- **Set exercise**
Extract the lines character for character, beginning with the first line of the rows and stopping after the line that contains "491,198,583,255".

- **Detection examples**
☆ ☆ ☆ ☆
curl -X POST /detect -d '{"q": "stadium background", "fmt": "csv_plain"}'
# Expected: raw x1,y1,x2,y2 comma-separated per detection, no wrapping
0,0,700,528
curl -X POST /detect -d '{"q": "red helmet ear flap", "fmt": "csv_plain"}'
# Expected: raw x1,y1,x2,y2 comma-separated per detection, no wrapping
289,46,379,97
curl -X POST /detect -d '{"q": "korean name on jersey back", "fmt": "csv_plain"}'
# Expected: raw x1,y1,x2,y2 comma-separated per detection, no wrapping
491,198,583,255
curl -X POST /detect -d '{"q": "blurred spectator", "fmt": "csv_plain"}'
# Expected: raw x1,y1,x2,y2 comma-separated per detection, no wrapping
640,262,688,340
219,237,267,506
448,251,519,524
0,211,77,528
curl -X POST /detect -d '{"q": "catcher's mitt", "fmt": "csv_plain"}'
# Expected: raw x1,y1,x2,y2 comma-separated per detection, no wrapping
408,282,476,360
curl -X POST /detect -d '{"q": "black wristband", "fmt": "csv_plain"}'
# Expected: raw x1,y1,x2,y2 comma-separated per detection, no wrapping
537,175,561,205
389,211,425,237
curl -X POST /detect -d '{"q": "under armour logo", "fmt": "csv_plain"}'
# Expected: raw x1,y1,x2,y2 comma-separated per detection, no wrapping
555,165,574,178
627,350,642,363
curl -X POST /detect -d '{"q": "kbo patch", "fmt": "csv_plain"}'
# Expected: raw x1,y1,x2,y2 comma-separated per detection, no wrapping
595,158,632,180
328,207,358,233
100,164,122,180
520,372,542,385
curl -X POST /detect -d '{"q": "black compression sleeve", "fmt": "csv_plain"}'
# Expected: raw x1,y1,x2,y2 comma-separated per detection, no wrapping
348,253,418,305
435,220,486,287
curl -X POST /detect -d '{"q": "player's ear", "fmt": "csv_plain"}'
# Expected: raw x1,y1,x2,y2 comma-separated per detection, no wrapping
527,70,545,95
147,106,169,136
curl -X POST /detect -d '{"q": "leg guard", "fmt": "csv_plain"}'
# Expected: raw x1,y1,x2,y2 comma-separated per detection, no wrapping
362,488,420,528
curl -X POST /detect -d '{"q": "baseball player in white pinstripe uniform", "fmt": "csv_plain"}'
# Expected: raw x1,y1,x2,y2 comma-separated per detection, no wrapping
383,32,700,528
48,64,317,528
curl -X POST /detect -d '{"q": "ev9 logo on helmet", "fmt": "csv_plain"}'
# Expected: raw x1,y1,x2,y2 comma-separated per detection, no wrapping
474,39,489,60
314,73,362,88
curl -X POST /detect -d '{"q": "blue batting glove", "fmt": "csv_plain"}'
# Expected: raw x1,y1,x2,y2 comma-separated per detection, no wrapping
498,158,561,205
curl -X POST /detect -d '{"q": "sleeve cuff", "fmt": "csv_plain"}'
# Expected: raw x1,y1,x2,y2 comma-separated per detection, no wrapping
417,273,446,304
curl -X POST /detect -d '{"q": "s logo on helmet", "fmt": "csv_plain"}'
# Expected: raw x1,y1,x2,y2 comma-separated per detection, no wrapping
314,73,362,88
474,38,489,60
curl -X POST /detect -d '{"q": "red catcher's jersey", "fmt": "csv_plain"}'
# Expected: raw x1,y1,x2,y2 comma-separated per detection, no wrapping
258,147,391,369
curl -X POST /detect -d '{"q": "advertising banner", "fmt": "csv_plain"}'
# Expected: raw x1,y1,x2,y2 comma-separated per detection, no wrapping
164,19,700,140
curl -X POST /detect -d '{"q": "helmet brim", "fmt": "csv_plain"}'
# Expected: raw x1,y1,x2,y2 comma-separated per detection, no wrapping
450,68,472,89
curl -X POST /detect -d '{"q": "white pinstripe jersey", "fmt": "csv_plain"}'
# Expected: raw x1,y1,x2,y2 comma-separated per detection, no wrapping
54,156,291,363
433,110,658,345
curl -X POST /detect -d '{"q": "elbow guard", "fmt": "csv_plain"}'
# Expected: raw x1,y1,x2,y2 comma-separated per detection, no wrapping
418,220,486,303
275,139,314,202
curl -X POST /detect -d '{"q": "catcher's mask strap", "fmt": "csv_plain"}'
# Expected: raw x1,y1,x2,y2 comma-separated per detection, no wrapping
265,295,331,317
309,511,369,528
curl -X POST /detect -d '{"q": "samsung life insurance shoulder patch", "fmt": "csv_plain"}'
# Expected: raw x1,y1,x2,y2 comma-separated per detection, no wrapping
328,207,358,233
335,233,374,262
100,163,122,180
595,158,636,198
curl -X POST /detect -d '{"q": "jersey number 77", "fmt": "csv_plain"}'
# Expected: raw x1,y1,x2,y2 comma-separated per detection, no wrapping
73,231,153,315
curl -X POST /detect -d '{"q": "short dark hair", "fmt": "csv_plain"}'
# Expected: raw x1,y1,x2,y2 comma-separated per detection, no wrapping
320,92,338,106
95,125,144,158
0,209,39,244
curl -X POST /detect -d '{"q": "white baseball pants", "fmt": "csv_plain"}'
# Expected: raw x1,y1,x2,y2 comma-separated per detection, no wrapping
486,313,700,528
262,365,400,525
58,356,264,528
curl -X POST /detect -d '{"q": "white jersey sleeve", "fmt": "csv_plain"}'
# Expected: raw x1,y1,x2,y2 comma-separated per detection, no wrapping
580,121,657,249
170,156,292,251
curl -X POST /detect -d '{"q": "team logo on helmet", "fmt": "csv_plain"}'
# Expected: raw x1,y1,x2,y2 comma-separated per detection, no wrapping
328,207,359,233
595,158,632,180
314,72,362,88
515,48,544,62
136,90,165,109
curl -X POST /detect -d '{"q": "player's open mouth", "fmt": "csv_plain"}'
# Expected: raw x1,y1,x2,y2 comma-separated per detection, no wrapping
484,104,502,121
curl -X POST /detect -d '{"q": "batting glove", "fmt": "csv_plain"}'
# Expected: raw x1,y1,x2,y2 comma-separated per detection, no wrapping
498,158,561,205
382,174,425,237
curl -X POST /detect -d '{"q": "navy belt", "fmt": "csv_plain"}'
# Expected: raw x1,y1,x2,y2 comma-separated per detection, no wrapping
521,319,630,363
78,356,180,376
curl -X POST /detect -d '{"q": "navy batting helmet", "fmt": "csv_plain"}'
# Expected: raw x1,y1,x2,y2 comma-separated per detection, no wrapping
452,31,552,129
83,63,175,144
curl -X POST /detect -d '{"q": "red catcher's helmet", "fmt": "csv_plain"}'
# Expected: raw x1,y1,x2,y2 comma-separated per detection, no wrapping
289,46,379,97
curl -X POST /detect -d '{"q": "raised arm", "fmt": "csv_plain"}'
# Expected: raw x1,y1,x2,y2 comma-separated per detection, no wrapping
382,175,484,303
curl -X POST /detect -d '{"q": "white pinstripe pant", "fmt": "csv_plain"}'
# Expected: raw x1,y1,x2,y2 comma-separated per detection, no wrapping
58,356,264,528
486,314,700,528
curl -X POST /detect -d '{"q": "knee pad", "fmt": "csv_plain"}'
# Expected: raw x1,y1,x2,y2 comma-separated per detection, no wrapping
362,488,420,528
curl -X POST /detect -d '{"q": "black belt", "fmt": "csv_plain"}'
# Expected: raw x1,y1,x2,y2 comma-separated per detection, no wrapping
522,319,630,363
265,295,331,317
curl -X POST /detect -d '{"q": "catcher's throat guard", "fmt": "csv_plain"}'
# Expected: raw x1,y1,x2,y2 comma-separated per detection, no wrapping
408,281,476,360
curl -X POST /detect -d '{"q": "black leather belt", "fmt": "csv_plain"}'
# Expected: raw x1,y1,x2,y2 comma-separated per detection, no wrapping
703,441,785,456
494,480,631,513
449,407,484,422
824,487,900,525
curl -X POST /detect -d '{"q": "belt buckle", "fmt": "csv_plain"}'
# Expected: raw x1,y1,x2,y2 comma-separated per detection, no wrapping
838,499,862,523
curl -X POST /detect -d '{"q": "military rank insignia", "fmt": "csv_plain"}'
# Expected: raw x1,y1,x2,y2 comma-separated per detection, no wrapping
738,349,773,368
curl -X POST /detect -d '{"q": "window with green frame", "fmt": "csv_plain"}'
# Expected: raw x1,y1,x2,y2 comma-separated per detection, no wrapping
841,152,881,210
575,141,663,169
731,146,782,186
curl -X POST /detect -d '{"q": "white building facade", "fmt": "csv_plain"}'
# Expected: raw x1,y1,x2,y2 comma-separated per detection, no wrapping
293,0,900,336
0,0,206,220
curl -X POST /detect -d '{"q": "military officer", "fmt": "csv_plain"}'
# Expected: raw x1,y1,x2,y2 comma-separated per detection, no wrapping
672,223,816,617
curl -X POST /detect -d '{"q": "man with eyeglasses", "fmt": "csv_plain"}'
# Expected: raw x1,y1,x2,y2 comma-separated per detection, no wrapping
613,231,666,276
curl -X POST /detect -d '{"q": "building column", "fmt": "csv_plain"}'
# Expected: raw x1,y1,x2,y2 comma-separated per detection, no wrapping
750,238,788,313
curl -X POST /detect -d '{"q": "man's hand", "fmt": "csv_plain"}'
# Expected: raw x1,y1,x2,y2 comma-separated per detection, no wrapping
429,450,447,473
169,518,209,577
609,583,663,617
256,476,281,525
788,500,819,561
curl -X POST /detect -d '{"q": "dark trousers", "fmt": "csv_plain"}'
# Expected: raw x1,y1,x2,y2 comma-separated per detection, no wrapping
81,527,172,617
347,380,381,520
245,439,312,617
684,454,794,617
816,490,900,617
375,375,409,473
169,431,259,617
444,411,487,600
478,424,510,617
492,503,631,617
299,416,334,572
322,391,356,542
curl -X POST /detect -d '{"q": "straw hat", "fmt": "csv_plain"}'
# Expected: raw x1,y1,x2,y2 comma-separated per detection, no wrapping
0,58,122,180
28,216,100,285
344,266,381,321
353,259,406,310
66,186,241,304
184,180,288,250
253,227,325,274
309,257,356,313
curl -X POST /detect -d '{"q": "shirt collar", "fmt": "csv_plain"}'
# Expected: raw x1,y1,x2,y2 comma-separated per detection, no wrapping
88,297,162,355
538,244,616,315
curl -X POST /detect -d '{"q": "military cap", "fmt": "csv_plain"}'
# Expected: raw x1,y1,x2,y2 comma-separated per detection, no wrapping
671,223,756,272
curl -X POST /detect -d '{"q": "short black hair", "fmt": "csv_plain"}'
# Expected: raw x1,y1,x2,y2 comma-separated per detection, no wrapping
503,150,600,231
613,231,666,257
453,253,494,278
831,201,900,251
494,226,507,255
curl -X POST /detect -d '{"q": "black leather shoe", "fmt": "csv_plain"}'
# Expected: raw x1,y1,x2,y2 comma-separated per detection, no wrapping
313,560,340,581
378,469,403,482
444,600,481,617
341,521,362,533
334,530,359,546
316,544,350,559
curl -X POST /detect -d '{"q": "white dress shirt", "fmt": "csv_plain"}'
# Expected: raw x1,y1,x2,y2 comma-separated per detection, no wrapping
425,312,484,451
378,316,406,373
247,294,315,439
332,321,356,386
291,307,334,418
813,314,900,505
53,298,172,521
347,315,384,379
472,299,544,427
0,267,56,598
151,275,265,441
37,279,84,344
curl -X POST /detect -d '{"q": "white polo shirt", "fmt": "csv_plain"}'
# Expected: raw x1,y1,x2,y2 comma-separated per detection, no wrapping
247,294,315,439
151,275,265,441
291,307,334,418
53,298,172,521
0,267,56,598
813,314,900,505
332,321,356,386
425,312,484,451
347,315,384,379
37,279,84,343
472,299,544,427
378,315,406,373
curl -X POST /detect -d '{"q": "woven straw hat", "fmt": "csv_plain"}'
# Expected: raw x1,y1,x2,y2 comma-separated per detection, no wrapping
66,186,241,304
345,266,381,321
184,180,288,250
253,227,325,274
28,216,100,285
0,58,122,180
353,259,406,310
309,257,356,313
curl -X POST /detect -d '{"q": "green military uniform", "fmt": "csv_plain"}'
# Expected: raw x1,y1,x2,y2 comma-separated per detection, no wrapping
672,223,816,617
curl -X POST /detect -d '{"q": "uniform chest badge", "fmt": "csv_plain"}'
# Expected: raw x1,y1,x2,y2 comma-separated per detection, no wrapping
☆ ☆ ☆ ☆
- **The solution**
curl -X POST /detect -d '{"q": "stadium background", "fmt": "csv_plain"}'
# Expected: raw x1,y1,x2,y2 comma-separated per detection, no wrapping
0,0,700,528
curl -X POST /detect -d '{"q": "red helmet ear flap", "fmt": "csv_plain"}'
# Expected: raw x1,y1,x2,y2 comma-separated per detection, no wrapping
289,46,379,97
curl -X POST /detect -d '{"q": "korean name on jersey back", "fmt": "csv_plain"}'
# Expected: raw x1,y1,x2,y2 comma-separated per detection, no wrapping
491,198,583,255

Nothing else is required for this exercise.